> REQUIREMENT
Every entry in the listing is to be reproduced exactly.

> DATA FOR PROCESSING
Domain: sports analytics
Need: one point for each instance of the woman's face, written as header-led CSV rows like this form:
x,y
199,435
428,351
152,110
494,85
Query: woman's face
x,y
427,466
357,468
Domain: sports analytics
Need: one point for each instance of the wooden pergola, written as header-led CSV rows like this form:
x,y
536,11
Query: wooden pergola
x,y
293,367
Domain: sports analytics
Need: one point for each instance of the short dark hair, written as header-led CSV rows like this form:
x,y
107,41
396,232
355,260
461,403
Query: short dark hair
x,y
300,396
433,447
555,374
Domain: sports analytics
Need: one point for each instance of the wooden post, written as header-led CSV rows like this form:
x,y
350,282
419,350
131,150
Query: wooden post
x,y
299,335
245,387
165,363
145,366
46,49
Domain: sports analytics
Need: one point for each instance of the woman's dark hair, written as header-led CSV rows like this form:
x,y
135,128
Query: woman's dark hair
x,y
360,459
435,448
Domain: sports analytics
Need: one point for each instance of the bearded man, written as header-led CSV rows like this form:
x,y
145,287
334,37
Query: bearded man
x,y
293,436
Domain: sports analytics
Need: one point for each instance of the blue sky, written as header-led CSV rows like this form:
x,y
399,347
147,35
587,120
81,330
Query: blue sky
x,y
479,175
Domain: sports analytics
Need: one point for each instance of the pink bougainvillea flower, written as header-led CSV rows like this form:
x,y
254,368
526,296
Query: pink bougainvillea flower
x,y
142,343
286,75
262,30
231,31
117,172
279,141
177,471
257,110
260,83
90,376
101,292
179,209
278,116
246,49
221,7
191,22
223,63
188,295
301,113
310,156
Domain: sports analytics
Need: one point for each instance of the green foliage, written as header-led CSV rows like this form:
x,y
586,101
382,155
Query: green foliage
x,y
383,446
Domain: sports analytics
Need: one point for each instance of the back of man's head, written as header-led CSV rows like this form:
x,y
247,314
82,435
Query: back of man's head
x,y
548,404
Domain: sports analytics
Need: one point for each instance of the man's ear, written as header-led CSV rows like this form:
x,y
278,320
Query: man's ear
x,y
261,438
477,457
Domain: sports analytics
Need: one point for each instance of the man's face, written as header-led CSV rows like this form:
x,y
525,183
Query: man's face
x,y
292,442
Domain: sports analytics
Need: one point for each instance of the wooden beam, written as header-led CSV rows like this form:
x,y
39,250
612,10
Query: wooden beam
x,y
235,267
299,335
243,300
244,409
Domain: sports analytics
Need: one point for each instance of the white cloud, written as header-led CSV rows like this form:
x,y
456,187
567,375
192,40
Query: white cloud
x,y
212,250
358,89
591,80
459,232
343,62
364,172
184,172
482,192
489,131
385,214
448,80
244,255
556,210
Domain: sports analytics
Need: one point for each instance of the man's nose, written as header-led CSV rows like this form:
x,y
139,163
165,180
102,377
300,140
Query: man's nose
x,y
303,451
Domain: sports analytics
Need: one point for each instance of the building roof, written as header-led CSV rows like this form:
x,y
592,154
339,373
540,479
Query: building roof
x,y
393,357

> TASK ANSWER
Domain: sports analytics
Need: one point for each instance of the woman's face, written as header-led CSV rows like this form:
x,y
199,435
428,351
152,110
494,85
Query: woman's face
x,y
427,466
357,468
Domain: sports analytics
Need: one point for each instance of the wooden pergola, written as header-led CSV rows like this form:
x,y
536,11
Query: wooden pergola
x,y
293,367
Domain: sports analytics
Need: one point for each instance of the short dark hair, written as header-led CSV rows like this form:
x,y
107,41
396,232
355,260
461,403
Query: short dark hair
x,y
300,396
433,447
555,374
Domain: sports analytics
Need: one point for each instance of the wooden post, written as header-led CSV rows like this form:
x,y
350,282
419,350
131,150
Query: wooden post
x,y
299,335
245,387
165,363
145,366
46,49
Domain: sports analytics
Need: one point for each instance of the woman's dark hair, written as header-led CSV rows like this form:
x,y
135,128
Query: woman's dark hair
x,y
360,459
435,448
Domain: sports analytics
Need: one point for each instance of the bearded man, written as header-led CSV rows like this form:
x,y
145,287
334,37
Query: bearded man
x,y
293,436
Domain: sports analytics
Need: one point for each instance of the blue sky, written as header-led CSV rows like this form:
x,y
399,347
147,35
587,120
81,330
Query: blue sky
x,y
479,175
Domain: sports analytics
Need: one point for each instance of the pink bougainvillea flower, written as header-led CSV rows like this form:
x,y
254,368
526,296
Query: pink bougainvillea flower
x,y
142,343
286,75
262,30
231,31
117,172
279,141
177,471
257,110
260,83
90,376
101,292
179,209
278,116
246,49
221,7
191,22
223,63
188,295
301,113
310,156
Domain: sports analytics
Need: one point for each instance of the green foliage, written as header-led CSV rows like this form:
x,y
586,101
382,155
Query: green foliage
x,y
383,446
Domain: sports analytics
Need: one point for each instance of the back of man's head, written as header-led CSV rows like this form:
x,y
247,314
82,435
Query: back of man's head
x,y
548,404
Domain: sports analytics
Need: one point for each instance of the man's ear, written as header-led CSV rows like this form:
x,y
278,320
Query: man's ear
x,y
261,438
477,457
Domain: sports analytics
Need: one point for each instance of the man's face, written as header-led CSV rows like this form:
x,y
525,183
Query: man's face
x,y
292,442
Domain: sports analytics
Need: one point for each instance of the wooden beam, written as header-led CSV rows like this form:
x,y
39,250
612,10
Query: wooden beam
x,y
235,267
299,335
243,300
244,409
Domain: sports analytics
Need: one point for each instance of the white cloud, written as header-led CSV rows like this form:
x,y
456,187
567,375
192,40
Query: white cloud
x,y
212,250
358,89
591,80
459,232
343,62
364,172
184,172
482,192
489,131
385,214
448,80
244,255
556,210
Domain: sports analytics
Need: one point for each instance of the man's nose, written as header-led CSV rows like this form:
x,y
139,163
165,180
102,377
300,140
Query: man's nose
x,y
303,451
Domain: sports analytics
Need: one point for each instance of the building roof, written as header-led CSV rows like this form:
x,y
592,154
339,373
540,479
Query: building roof
x,y
393,357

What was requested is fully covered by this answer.